- [ABOUT THIS EXERCISE]: Of the entries below, restate word for word only the section that runs from the line with "mask correct it." to the line with "box: [10, 15, 1180, 247]", counting both ends.
=== SUPPLIED RECORDS ===
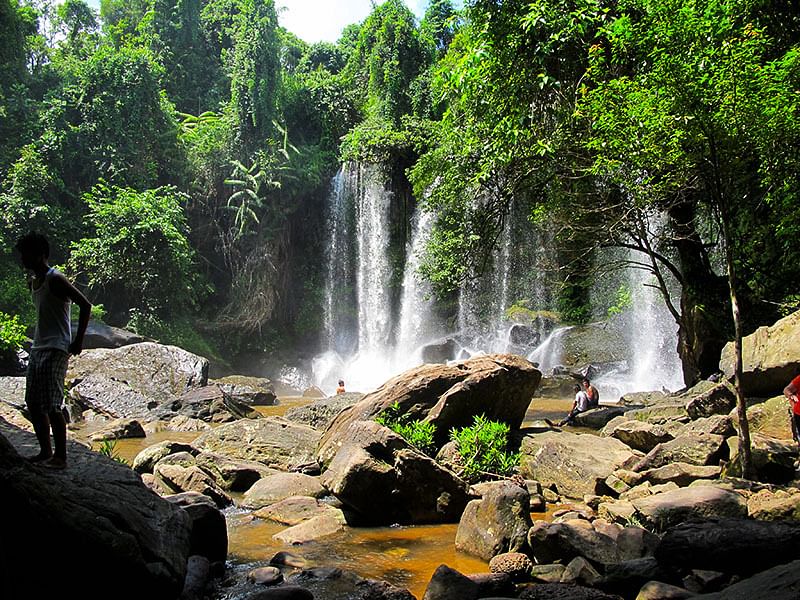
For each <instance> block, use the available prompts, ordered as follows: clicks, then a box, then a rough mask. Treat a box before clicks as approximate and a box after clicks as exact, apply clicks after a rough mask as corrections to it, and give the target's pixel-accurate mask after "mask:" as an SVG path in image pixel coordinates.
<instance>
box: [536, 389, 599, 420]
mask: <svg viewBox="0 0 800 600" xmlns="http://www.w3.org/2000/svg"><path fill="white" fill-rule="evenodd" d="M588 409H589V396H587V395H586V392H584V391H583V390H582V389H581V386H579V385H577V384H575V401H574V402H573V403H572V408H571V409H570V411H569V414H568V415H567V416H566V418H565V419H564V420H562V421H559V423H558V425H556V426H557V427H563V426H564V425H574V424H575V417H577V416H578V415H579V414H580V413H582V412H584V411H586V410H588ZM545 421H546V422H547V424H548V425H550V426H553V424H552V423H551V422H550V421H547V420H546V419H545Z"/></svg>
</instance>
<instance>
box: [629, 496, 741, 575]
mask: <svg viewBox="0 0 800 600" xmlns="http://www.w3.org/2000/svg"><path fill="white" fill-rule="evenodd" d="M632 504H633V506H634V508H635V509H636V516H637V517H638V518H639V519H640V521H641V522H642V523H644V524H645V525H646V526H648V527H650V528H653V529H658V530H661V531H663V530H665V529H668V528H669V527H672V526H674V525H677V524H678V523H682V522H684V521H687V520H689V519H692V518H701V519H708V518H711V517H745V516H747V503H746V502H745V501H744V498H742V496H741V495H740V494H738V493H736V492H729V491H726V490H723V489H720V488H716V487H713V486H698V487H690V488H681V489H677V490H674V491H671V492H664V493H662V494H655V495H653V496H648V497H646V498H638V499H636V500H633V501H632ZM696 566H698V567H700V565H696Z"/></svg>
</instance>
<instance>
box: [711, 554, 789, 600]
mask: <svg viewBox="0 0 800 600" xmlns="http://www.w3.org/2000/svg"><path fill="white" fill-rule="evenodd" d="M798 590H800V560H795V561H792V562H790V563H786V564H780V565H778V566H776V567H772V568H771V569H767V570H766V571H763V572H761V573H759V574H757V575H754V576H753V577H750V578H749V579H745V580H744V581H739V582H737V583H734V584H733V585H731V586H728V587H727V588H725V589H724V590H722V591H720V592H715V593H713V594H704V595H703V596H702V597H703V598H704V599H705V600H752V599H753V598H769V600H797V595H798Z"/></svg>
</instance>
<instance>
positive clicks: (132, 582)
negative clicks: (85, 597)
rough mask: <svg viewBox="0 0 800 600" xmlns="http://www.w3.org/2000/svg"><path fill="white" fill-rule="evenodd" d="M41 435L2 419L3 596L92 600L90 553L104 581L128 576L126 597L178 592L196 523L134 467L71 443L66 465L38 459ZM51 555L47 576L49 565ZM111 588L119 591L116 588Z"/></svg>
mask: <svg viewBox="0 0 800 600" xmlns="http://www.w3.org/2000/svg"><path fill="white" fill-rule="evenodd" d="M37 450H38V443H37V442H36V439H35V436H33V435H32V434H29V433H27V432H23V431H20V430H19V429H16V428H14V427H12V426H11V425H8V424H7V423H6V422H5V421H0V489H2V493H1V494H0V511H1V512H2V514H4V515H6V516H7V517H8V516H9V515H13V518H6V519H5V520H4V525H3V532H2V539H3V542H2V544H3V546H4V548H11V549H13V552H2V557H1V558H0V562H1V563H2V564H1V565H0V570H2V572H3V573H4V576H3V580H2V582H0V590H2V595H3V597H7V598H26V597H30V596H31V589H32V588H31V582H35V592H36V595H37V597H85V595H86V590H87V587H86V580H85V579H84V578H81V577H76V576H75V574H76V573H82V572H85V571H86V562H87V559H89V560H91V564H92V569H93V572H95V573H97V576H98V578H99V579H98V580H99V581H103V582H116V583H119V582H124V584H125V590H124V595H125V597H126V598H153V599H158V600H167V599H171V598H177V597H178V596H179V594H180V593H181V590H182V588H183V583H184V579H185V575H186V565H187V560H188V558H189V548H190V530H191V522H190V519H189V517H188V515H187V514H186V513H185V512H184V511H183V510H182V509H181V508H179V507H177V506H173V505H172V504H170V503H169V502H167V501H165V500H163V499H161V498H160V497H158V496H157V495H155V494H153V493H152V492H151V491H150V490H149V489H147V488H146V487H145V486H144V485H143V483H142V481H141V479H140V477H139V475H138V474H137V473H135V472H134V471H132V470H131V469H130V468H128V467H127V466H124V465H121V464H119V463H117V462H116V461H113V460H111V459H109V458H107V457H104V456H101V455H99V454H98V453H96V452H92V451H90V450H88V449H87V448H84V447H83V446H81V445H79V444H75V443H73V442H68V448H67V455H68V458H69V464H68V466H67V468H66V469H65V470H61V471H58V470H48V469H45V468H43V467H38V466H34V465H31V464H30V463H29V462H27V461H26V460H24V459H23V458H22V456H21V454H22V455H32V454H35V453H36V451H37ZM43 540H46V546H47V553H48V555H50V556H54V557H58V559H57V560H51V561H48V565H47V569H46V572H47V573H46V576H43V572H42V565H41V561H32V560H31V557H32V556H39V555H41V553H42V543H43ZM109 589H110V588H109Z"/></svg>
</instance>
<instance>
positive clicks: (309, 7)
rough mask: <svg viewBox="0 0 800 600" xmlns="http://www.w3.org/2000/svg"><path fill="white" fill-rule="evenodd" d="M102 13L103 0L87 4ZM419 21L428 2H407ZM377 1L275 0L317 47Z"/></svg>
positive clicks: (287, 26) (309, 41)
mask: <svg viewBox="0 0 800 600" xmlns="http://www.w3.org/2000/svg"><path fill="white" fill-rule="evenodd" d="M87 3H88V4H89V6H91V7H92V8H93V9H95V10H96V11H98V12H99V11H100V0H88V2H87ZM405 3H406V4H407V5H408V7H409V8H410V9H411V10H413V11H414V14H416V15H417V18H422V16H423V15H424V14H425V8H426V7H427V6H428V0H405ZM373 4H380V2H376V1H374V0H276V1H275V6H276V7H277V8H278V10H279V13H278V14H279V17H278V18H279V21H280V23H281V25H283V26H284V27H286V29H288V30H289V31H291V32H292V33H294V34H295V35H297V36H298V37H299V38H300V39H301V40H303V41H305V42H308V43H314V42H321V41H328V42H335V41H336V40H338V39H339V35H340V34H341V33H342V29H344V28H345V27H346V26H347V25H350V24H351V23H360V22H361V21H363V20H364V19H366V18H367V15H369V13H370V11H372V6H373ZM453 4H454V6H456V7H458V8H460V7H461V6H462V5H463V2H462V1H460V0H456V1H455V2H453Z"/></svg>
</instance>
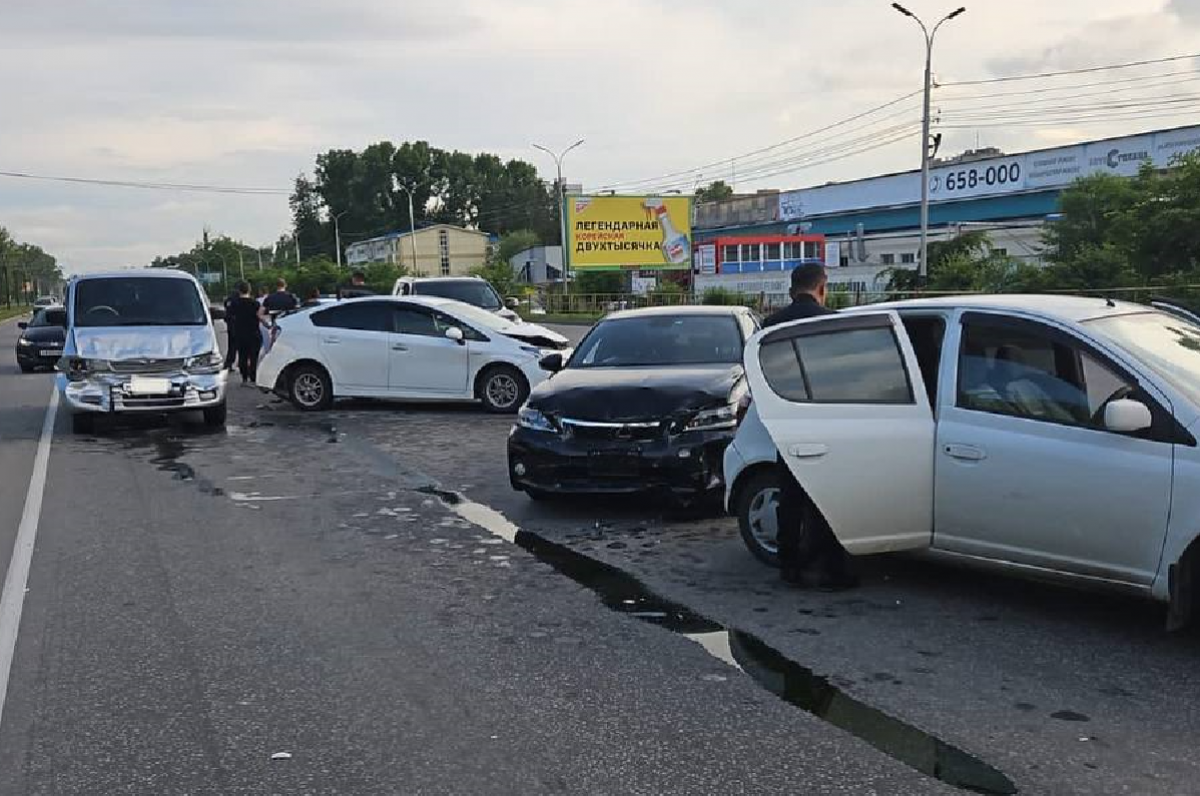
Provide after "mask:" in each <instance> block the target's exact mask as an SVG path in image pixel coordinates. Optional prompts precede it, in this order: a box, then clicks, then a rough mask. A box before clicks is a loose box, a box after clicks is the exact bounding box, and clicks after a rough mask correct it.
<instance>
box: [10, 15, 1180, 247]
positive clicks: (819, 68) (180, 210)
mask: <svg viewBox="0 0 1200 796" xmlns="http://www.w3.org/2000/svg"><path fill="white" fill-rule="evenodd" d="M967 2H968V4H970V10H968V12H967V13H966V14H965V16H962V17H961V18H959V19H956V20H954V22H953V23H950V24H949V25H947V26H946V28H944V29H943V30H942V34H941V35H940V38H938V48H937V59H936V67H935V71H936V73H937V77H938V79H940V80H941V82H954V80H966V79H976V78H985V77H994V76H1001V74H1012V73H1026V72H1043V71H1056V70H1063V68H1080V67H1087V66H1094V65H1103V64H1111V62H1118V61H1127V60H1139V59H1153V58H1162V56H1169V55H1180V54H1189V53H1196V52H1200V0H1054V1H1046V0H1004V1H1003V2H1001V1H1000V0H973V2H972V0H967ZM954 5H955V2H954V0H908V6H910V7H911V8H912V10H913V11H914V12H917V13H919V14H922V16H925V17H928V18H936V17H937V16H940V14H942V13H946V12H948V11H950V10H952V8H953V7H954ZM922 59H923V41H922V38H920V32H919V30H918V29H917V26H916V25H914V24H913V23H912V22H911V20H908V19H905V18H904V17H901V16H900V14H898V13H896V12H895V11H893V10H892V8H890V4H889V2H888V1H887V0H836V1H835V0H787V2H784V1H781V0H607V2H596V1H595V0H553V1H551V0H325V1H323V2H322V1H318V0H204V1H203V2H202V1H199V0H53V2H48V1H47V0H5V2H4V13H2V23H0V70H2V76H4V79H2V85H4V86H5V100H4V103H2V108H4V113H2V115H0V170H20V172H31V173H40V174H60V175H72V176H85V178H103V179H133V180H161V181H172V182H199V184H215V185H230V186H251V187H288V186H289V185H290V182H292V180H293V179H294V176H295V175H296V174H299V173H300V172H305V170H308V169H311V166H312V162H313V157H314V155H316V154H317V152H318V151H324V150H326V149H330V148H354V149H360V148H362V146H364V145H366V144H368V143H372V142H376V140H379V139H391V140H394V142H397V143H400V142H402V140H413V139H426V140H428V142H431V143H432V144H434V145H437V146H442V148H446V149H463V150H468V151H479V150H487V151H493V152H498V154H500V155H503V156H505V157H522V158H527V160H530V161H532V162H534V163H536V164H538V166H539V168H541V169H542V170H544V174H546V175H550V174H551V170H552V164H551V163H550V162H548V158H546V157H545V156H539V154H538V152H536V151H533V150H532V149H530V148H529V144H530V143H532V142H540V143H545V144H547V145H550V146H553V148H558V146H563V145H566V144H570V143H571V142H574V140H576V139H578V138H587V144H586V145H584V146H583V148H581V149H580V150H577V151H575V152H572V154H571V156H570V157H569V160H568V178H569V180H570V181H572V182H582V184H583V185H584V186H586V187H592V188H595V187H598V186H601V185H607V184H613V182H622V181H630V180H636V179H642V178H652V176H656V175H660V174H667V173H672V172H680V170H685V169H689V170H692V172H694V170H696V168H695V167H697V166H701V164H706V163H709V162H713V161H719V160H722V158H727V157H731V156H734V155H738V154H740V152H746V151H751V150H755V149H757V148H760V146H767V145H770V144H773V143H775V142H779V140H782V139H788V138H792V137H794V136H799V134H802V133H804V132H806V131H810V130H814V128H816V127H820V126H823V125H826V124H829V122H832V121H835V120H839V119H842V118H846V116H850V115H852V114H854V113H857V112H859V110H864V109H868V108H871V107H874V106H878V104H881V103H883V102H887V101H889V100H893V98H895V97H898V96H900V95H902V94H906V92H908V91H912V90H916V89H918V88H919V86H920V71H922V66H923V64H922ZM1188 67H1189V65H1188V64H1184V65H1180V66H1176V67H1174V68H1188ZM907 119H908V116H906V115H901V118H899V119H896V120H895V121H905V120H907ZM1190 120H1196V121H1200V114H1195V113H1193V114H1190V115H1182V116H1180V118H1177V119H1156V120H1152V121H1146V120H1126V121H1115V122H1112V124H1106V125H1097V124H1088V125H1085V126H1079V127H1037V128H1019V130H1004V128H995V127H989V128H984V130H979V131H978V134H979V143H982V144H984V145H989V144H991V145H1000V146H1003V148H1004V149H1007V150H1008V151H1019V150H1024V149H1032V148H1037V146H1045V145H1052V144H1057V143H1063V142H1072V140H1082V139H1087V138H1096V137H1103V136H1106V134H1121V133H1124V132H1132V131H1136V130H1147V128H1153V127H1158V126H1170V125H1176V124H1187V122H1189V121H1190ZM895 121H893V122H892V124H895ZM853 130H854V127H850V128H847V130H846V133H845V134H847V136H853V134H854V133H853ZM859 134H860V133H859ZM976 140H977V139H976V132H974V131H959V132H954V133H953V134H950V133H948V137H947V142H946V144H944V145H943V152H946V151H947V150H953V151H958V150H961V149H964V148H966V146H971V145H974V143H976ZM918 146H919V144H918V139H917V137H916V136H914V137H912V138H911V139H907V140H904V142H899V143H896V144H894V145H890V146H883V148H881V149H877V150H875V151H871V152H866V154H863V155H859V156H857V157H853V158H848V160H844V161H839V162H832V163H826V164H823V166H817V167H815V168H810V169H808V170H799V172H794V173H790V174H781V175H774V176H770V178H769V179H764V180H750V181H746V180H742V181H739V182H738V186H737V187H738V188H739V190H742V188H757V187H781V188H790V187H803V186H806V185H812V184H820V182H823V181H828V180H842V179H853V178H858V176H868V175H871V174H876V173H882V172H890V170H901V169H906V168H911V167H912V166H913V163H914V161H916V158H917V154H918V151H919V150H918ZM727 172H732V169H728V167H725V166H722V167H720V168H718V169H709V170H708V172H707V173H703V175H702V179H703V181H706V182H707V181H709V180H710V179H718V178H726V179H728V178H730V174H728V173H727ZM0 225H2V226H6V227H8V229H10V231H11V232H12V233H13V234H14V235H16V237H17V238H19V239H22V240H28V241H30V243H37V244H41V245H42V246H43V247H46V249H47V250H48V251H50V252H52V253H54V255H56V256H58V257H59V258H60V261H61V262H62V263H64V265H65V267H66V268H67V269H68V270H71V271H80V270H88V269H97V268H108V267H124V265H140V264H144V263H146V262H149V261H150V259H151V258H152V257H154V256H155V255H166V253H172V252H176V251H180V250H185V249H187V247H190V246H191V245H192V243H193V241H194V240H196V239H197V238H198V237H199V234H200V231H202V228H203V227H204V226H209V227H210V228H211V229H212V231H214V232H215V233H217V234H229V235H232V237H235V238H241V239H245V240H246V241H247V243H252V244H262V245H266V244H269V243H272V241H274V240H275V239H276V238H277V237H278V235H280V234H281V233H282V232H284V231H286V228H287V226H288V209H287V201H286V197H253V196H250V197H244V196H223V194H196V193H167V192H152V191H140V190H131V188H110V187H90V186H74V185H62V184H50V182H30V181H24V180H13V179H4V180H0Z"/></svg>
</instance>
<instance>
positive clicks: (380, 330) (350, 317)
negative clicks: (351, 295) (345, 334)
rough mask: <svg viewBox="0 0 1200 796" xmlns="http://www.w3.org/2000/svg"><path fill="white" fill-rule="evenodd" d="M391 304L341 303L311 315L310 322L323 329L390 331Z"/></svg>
===
- [ANSWER TO THIS EXERCISE]:
Provide after "mask:" in each <instance> block the target's exact mask as an SVG path in image pixel coordinates. Optional prompts precede it, in this order: a box, then clicks, then a rough mask. A box before clicks is a loose box, a box after clicks is the exact bounding box, and clicks after a rough mask correct it.
<instance>
box: [10, 15, 1180, 247]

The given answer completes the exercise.